WRITTEN EXERCISE =
Starting with the line that contains "Where can the horse harness" and going on through the end of the material, write those lines out again with "bowler hat" swapped for "top hat" and all else unchanged. Give only those lines.

TASK INPUT =

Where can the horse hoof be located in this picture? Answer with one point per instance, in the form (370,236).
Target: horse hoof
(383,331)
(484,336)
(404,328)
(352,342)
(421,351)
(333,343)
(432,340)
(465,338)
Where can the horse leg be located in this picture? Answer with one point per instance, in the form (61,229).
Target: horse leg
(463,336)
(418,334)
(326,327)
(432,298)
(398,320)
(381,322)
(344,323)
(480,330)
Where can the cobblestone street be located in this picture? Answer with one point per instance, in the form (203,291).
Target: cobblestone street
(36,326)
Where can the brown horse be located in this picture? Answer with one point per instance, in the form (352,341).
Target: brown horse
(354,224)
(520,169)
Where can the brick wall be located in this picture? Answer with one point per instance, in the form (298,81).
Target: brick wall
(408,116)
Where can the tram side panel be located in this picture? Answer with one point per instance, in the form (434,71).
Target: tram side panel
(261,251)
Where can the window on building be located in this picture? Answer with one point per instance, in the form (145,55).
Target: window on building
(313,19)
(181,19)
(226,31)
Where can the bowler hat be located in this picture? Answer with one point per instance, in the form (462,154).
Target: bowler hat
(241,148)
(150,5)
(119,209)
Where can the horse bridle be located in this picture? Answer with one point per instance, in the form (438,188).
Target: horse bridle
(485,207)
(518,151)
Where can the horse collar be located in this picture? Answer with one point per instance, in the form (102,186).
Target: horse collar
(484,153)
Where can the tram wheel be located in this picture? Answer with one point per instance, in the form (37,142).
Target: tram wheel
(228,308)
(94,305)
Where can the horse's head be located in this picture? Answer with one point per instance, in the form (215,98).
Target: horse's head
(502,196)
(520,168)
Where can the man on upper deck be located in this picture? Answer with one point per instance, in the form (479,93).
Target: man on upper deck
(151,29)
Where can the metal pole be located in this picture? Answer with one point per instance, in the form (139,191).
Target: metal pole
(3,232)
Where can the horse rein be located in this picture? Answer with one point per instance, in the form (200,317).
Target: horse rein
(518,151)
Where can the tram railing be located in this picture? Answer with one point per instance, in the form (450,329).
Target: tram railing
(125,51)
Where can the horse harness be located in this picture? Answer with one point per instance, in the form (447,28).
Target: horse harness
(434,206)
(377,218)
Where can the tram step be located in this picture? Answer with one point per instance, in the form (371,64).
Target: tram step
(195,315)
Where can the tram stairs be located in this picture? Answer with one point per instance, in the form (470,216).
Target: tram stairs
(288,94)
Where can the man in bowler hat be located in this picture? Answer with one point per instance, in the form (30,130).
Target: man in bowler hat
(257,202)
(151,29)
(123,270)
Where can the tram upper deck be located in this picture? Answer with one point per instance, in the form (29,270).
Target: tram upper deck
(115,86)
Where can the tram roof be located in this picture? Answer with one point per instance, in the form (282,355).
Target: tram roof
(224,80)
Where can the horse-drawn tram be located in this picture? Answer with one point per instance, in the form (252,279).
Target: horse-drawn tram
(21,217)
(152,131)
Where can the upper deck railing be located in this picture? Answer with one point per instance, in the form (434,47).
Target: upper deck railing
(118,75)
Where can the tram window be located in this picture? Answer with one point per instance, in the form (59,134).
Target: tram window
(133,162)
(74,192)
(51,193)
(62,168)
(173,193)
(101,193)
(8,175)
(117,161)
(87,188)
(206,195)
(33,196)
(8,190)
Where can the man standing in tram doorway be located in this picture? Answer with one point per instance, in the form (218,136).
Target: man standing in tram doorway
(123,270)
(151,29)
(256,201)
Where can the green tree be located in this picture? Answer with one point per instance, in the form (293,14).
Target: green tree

THE ANSWER =
Where can the horse harness be located in this picture? Answer with one point per instance, in the form (447,28).
Target: horse harness
(434,206)
(377,218)
Where can the tram step be located in this picture? Answer with one point per instance, in the form (371,64).
Target: tram step
(195,315)
Where can the tram stairs be located in this picture? Answer with one point per instance, in the form (470,216).
Target: tram stairs
(288,94)
Where can the man in top hat be located in this picture? Answer with one point per instance, in the form (30,130).
Target: man in top hat
(257,202)
(151,29)
(123,270)
Where can the tram upper deck be located in this picture? Answer with one point per instance, in the form (29,270).
Target: tram upper deck
(115,86)
Where can the tram roof be located in this picture? Answer with one point per instance, in the form (282,355).
Target: tram roof
(224,80)
Where can the horse-drawn tram be located in this picture? Answer with one point per instance, in the form (252,279).
Target: horse-drawn tram
(21,217)
(152,131)
Where can the upper deck railing be located in this picture? Answer with one point per instance, in the form (434,47).
Target: upper deck railing
(118,75)
Where can the tram window be located in this picture? Answer with one point per instance, in the form (59,134).
Target: tram window
(133,162)
(74,192)
(51,193)
(62,168)
(173,193)
(101,193)
(8,175)
(117,161)
(87,188)
(206,195)
(33,196)
(8,190)
Where can the man standing in tram doorway be located in this picture? Answer with one point per instance, in the form (218,136).
Target: man standing in tram doorway
(123,270)
(151,29)
(256,201)
Where can the green tree be located in this picture? Answer with one point per instance, in the form (293,14).
Target: green tree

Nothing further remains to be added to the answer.